* Given records:

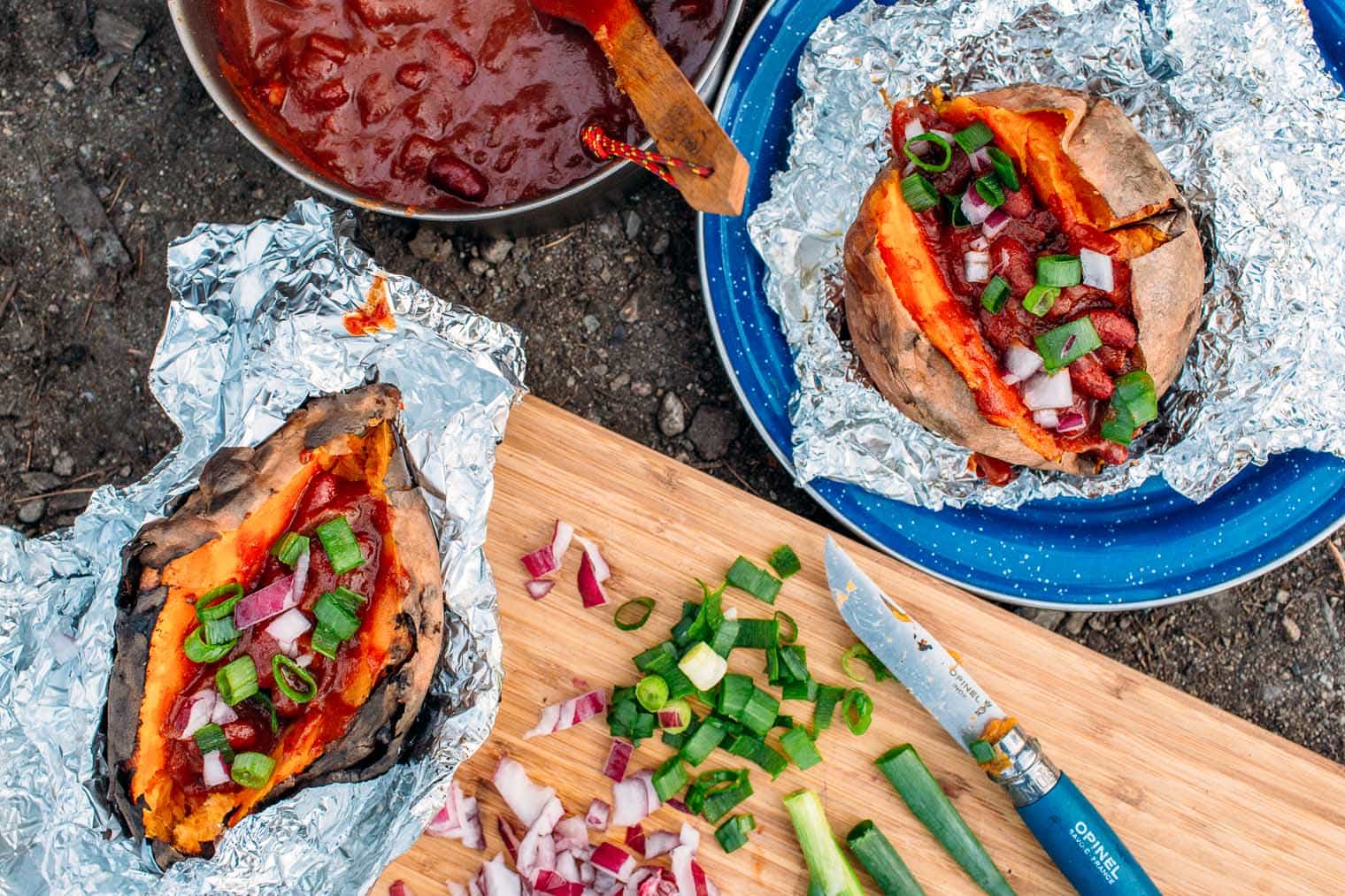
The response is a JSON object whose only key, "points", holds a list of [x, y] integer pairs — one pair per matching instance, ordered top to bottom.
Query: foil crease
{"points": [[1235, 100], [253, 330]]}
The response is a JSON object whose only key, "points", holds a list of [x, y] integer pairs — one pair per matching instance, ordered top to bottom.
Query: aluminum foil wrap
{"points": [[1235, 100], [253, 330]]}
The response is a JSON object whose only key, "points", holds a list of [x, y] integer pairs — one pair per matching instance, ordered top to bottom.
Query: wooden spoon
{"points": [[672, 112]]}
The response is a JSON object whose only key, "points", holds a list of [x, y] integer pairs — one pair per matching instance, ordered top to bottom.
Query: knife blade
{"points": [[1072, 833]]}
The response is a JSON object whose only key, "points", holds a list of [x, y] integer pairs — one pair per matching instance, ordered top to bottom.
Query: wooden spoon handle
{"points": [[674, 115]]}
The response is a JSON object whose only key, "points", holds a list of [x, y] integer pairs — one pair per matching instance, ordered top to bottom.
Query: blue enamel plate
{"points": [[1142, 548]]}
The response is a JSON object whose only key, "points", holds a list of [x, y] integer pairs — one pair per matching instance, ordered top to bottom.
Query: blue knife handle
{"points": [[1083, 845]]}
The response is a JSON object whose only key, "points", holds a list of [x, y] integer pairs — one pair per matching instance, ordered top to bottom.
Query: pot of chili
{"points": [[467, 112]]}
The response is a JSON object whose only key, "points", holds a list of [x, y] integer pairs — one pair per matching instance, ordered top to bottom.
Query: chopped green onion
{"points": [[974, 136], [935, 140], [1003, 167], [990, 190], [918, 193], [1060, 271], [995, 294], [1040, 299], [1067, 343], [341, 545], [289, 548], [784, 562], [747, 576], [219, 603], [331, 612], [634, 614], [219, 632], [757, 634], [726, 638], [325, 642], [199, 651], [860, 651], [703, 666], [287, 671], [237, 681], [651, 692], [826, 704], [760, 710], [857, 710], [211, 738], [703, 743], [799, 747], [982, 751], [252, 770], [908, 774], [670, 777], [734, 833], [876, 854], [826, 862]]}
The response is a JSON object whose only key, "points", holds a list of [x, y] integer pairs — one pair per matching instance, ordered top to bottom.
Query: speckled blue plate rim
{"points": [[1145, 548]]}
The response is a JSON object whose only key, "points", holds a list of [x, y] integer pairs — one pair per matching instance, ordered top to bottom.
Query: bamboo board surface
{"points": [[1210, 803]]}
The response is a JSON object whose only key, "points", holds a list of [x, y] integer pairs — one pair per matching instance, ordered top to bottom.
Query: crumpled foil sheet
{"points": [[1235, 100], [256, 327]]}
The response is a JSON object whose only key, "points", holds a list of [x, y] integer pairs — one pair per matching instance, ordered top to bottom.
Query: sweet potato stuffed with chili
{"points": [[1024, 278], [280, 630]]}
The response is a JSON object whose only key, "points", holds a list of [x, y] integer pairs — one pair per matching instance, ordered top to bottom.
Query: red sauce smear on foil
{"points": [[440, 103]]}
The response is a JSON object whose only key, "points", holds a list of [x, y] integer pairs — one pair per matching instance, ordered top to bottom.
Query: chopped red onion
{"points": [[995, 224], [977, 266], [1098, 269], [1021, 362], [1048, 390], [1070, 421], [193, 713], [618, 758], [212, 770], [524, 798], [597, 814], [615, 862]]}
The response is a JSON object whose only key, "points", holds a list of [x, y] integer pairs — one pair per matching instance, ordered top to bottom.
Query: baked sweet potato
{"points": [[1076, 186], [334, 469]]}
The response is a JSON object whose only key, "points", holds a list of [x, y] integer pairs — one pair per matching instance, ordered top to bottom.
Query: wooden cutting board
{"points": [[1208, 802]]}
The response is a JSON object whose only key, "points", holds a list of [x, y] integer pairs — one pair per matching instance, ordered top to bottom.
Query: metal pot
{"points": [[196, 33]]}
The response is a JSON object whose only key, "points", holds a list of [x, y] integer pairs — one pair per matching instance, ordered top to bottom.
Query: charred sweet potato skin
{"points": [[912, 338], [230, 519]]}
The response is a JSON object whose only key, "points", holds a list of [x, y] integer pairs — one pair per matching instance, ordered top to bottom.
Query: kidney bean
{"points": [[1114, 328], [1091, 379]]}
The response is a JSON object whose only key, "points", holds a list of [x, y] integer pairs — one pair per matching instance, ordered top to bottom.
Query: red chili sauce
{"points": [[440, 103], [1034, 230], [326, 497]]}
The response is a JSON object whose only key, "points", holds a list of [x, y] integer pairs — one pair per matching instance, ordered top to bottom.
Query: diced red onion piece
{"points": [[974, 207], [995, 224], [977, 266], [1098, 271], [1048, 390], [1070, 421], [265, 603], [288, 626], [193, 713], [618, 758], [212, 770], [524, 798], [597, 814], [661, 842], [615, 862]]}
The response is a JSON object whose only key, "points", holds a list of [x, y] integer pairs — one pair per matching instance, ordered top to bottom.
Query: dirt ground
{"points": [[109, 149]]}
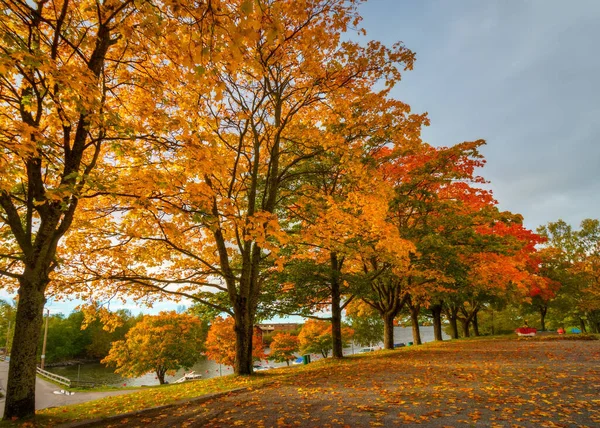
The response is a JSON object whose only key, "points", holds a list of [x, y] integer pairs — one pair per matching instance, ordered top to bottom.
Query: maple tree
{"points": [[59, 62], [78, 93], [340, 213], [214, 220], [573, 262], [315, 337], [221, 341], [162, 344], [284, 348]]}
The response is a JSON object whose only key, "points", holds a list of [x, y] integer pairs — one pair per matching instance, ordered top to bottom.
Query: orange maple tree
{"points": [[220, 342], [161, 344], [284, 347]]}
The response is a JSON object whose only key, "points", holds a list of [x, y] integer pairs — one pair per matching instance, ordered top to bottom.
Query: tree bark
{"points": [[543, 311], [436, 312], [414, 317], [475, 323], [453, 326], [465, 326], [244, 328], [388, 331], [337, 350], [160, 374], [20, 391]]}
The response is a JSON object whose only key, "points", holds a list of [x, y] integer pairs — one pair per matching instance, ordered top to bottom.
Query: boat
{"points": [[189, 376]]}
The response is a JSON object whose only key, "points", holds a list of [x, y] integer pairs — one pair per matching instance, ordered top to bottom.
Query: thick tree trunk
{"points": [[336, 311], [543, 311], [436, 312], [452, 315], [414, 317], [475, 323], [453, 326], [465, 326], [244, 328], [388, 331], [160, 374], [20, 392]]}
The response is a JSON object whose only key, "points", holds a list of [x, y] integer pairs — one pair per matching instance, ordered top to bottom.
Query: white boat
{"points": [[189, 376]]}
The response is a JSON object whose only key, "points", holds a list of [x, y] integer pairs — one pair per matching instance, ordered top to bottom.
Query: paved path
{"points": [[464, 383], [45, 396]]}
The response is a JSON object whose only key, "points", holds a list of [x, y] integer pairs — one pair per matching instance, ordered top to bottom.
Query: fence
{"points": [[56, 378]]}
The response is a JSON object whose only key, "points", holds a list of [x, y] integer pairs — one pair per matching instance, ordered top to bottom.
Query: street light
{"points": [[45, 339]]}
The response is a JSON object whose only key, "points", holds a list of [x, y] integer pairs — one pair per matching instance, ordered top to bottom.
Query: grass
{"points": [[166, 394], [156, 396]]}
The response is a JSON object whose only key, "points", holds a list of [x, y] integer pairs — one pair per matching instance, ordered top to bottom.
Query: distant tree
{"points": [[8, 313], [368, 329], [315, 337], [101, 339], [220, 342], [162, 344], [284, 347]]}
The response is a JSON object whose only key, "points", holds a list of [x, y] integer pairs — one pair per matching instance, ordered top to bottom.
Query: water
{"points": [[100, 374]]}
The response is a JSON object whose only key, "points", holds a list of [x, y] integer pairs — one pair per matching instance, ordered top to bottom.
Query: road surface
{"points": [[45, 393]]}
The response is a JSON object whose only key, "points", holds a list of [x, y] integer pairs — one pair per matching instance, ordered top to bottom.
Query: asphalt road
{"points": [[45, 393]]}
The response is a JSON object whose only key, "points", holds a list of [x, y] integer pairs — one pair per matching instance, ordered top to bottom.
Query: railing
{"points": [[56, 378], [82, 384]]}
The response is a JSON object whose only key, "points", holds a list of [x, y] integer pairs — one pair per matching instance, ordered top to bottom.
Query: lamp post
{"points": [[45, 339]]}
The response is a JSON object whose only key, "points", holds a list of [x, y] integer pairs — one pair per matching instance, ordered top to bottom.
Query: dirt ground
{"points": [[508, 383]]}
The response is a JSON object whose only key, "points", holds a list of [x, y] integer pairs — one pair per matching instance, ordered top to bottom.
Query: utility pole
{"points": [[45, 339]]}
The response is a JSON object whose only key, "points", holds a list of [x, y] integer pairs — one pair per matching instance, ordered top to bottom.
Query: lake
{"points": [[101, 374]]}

---

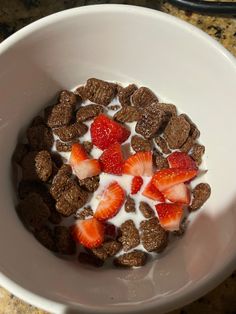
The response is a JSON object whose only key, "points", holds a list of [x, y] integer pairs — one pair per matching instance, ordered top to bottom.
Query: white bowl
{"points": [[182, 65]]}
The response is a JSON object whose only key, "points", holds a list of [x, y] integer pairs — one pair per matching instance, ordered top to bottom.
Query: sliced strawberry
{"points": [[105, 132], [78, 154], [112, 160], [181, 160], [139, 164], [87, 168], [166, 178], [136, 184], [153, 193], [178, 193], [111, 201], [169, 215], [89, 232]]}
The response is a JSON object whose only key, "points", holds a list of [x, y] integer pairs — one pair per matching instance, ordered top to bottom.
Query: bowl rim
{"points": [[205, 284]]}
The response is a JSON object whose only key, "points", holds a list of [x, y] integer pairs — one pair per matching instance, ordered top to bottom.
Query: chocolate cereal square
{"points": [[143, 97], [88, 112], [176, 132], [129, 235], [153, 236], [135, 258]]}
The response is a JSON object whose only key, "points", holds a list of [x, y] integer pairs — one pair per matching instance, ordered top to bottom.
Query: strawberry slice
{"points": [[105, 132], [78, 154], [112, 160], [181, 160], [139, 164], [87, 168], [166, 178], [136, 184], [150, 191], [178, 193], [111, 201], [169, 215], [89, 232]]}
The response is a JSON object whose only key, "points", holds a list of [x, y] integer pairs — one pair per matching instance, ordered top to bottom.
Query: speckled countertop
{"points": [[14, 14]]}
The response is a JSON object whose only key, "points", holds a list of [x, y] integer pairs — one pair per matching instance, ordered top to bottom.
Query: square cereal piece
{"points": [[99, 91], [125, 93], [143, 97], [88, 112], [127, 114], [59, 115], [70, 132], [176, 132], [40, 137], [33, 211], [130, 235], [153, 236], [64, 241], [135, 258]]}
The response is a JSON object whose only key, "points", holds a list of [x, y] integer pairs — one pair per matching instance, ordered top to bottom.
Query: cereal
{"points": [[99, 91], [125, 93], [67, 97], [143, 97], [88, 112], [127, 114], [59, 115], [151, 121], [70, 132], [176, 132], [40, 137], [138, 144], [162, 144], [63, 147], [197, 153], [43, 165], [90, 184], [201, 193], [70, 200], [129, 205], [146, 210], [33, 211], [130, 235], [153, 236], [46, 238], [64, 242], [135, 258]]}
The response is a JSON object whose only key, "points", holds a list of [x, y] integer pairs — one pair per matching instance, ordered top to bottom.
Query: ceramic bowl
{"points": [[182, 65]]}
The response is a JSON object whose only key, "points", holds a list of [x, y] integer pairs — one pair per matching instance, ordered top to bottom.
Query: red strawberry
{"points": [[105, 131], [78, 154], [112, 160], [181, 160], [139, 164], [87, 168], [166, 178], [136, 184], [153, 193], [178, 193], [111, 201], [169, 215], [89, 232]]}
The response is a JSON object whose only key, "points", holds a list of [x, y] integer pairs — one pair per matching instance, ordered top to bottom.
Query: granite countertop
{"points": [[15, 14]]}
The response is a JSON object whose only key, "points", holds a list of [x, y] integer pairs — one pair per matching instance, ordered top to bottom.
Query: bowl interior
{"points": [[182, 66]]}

* * *

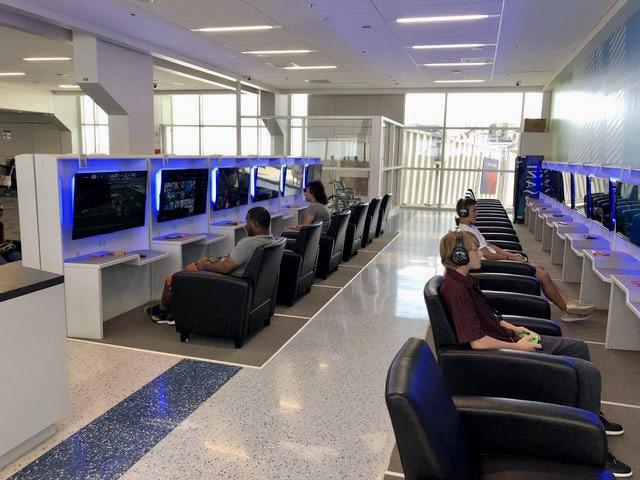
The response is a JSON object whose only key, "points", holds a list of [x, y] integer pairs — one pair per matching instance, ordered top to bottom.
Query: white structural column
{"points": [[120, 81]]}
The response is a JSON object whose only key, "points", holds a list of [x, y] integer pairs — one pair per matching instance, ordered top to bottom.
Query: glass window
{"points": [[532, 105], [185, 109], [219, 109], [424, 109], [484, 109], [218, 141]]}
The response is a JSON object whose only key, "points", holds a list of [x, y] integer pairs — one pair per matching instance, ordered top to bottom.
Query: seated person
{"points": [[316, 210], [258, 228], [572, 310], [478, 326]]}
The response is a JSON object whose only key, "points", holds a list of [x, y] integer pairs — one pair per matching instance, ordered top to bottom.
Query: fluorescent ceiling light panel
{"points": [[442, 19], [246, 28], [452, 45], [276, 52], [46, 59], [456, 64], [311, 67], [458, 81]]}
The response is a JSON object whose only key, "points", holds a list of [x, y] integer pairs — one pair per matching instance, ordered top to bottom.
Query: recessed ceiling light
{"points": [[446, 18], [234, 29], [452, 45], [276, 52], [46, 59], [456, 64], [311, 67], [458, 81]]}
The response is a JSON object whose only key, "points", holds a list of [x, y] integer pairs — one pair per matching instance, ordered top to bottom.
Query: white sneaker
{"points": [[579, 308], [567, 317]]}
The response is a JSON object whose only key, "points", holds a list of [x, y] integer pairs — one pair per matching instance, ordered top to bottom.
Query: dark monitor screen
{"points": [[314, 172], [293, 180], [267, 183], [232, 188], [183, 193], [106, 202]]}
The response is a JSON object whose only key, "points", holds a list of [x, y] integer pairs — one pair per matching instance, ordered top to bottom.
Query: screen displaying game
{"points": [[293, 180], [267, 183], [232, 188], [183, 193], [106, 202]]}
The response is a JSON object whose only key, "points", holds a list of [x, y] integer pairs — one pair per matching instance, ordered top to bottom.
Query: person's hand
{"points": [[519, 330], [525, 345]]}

* Prompt: Find every line in the records above that contains the word "cereal", matching case exactly, and copy each one in full.

* Result:
Query: chocolate cereal square
Query: square cereal piece
Query: cereal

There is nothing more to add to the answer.